:: DATA ENTRIES ::

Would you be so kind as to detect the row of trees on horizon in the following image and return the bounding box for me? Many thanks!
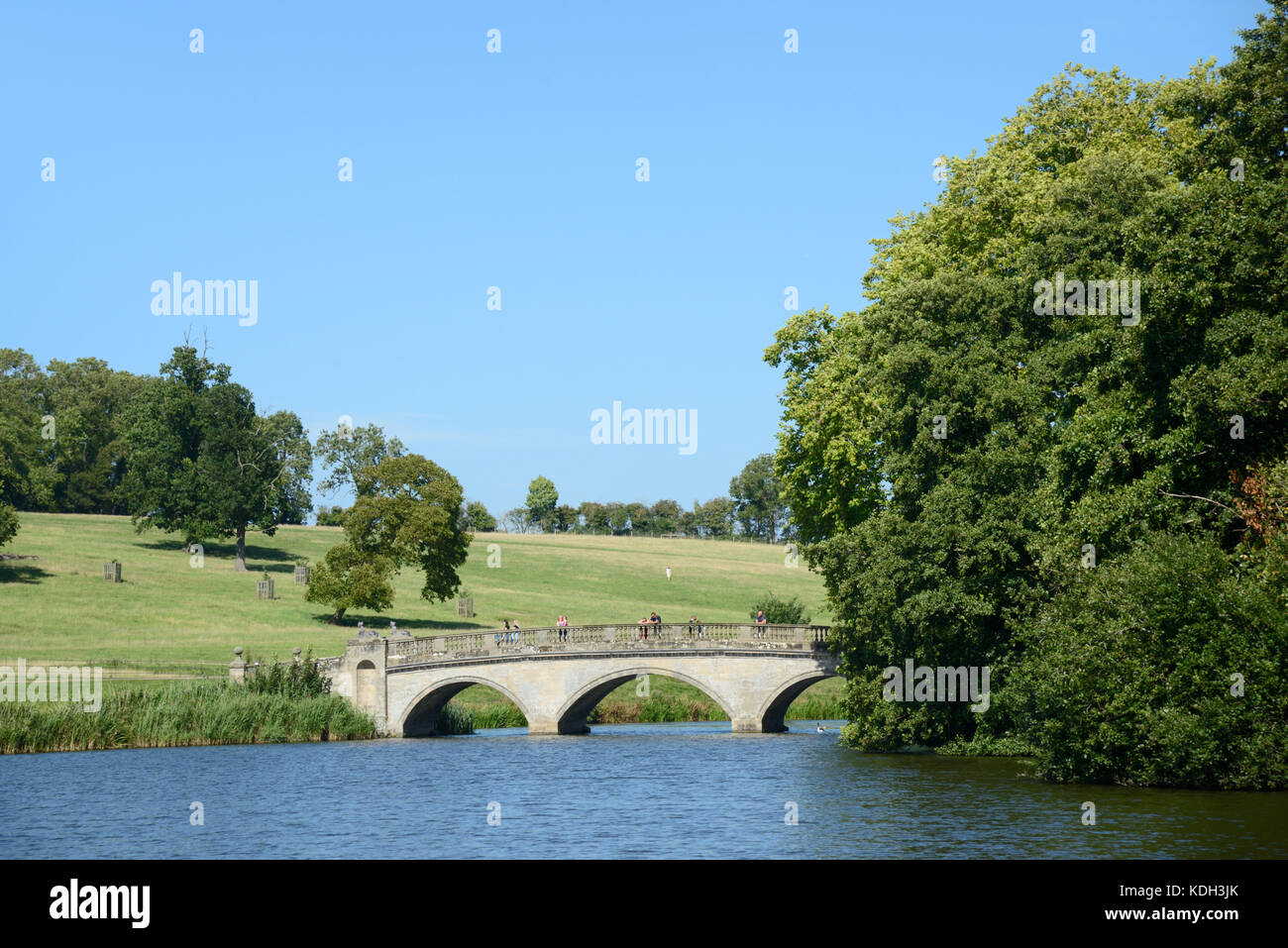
[0,345,791,556]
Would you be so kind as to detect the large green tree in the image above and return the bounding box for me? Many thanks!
[344,455,474,601]
[767,4,1288,782]
[729,455,787,544]
[525,476,559,533]
[120,345,312,570]
[313,424,407,496]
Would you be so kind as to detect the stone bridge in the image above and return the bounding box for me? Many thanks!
[307,623,837,737]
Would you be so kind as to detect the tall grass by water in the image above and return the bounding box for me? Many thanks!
[0,682,376,754]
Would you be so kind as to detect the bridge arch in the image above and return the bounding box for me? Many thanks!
[394,675,532,737]
[555,665,735,734]
[756,669,837,734]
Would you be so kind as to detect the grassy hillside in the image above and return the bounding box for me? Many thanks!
[0,513,831,673]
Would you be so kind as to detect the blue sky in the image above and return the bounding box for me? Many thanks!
[0,0,1265,514]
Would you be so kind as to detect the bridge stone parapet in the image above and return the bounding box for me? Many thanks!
[323,623,837,737]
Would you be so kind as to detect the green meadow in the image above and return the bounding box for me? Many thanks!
[0,513,841,726]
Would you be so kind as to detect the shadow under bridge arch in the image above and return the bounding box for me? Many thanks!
[555,665,734,734]
[398,675,532,737]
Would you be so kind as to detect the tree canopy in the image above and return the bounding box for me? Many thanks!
[765,3,1288,786]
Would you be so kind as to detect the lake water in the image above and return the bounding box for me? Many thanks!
[0,721,1288,858]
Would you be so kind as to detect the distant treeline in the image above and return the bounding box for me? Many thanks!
[476,455,791,542]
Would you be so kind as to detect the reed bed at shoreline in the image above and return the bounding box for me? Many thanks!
[0,682,376,754]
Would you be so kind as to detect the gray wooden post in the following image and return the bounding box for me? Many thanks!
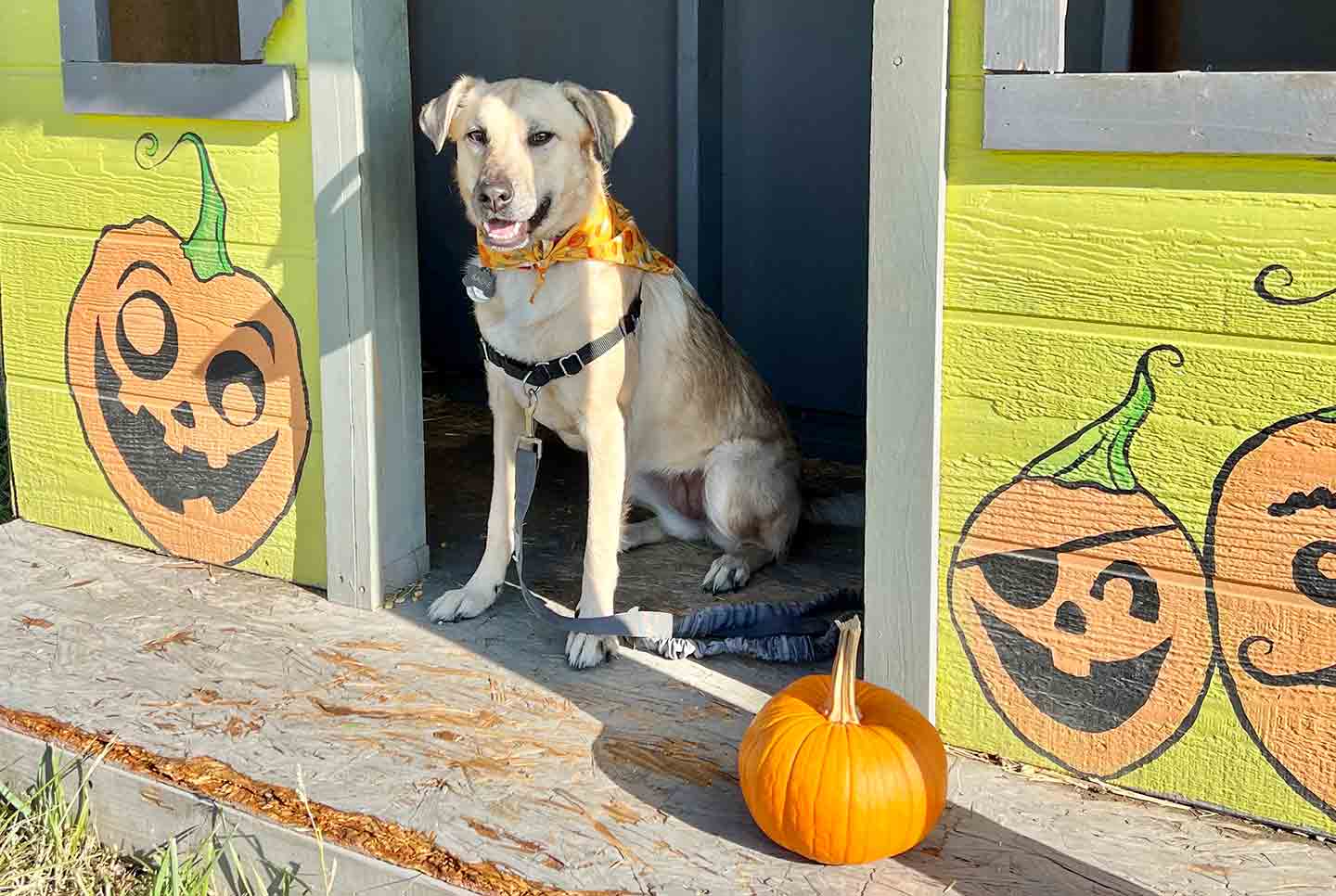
[863,0,947,719]
[307,0,428,608]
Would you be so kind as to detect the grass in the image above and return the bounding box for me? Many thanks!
[0,750,337,896]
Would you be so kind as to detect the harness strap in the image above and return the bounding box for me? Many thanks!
[481,295,640,389]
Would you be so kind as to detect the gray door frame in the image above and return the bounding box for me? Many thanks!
[307,0,947,717]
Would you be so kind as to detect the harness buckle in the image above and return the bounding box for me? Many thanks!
[557,352,584,377]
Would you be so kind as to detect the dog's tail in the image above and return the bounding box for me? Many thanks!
[803,492,866,529]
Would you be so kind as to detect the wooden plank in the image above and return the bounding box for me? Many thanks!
[865,0,947,717]
[946,181,1336,344]
[0,728,473,896]
[237,0,289,60]
[674,0,700,288]
[60,0,111,63]
[307,0,426,608]
[983,0,1068,72]
[7,522,1336,896]
[983,72,1336,155]
[61,63,297,122]
[0,77,315,248]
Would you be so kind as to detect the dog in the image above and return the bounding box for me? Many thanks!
[418,75,860,669]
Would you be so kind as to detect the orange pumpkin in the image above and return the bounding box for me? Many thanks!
[1206,407,1336,819]
[738,617,946,865]
[947,346,1212,777]
[66,134,312,564]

:::

[TO DO]:
Copy out every line of the records above word for word, leaving out the pictures.

[COMPLETED TASK]:
Would you be so kind as to detect the row of trees on horizon in the following image and return the bounding box for me? Many thanks!
[0,345,791,556]
Would you be so kind as to detect the large green tree in the image above and return the bounding box for me? Many thanks!
[344,455,474,601]
[767,4,1288,782]
[729,455,787,544]
[525,476,559,533]
[120,345,312,570]
[313,424,407,496]
Would you be so kind as to detect the stone bridge in the image above and return the bounding box for me? Many thanks!
[307,623,837,737]
Would you be so kind as to detect the tall grass by water in the image above and return the bounding box for me? Many thanks!
[0,682,376,754]
Would you be so kind as to detect the bridge arch in the image above and return the bounding box for me? Many thanks!
[394,675,532,737]
[555,665,735,734]
[756,669,837,734]
Would you be so kind as to detect the grassy hillside in the image above and return the bounding box for me? Many thanks!
[0,513,831,673]
Would you be so kind as to detect the blue sky in the image above and return the bounding box for me? Many thanks!
[0,0,1265,514]
Would you be so kind as to detect the bridge stone parapet in the image above and return the bounding box for me? Many thanks!
[323,623,837,737]
Would you be so kind as to detect the green meadow in the image above and return the bounding box for me? Many thanks!
[0,513,841,726]
Would you be so kind as to detect the shadow under bridge arch in the image above and return the bounding box for me? Many thanks!
[555,665,734,734]
[398,675,532,737]
Would you be so kind as to detect the tree canopy in the image above and return the bounding box for me? Many thanks!
[765,3,1288,786]
Would you be so kind as to detect the lake water in the image above and return the bounding box for me? Many thanks!
[0,721,1288,858]
Would you be so kind as to detect the distant treeline in the image above and return the bounding box for me? Many thanks!
[476,455,791,542]
Would you be so kind as to detect the reed bed at shoreline in the image above and return the bounding box for me? Many thanks!
[0,682,376,754]
Would you be so kind as to detect the gray wooden post in the following image and return the bounding box for me? Many thanks!
[863,0,947,719]
[307,0,428,608]
Would you be so kind as to detect the grass in the image above and return the bounding box for me? Many thanks!
[0,750,337,896]
Would you be so kind as to detect the harness strap in the image above and return the bounding box for me? Many thanks!
[481,295,640,389]
Would you be so kind as to detect the gray door frame in the image above and return the bounding box for me? Many thanks!
[307,0,947,717]
Would you be so kind as to detect the harness buckle in the image above and return the bounding box for me? Many thanks!
[557,352,584,377]
Would you be so kind as to detect the dog's tail in the image above and return the bounding box for me? Many thanks!
[803,492,866,529]
Would you be so kind as to detect the wooden plank in the image above and return the bounding box for me? Many thanks!
[865,0,947,717]
[946,181,1336,344]
[0,728,473,896]
[237,0,289,60]
[674,0,700,288]
[60,0,111,63]
[307,0,426,608]
[983,0,1068,72]
[7,522,1336,896]
[983,72,1336,155]
[61,63,297,122]
[0,77,315,248]
Would you be so kind as to detect the dog in the image above and return the bounding box for me? Many thanks!
[418,75,860,669]
Would you be so kind as to detect the orange pumpkin in the image above and return the bounding box for me? Many thanks!
[1206,407,1336,819]
[738,617,946,865]
[947,346,1212,777]
[66,134,312,564]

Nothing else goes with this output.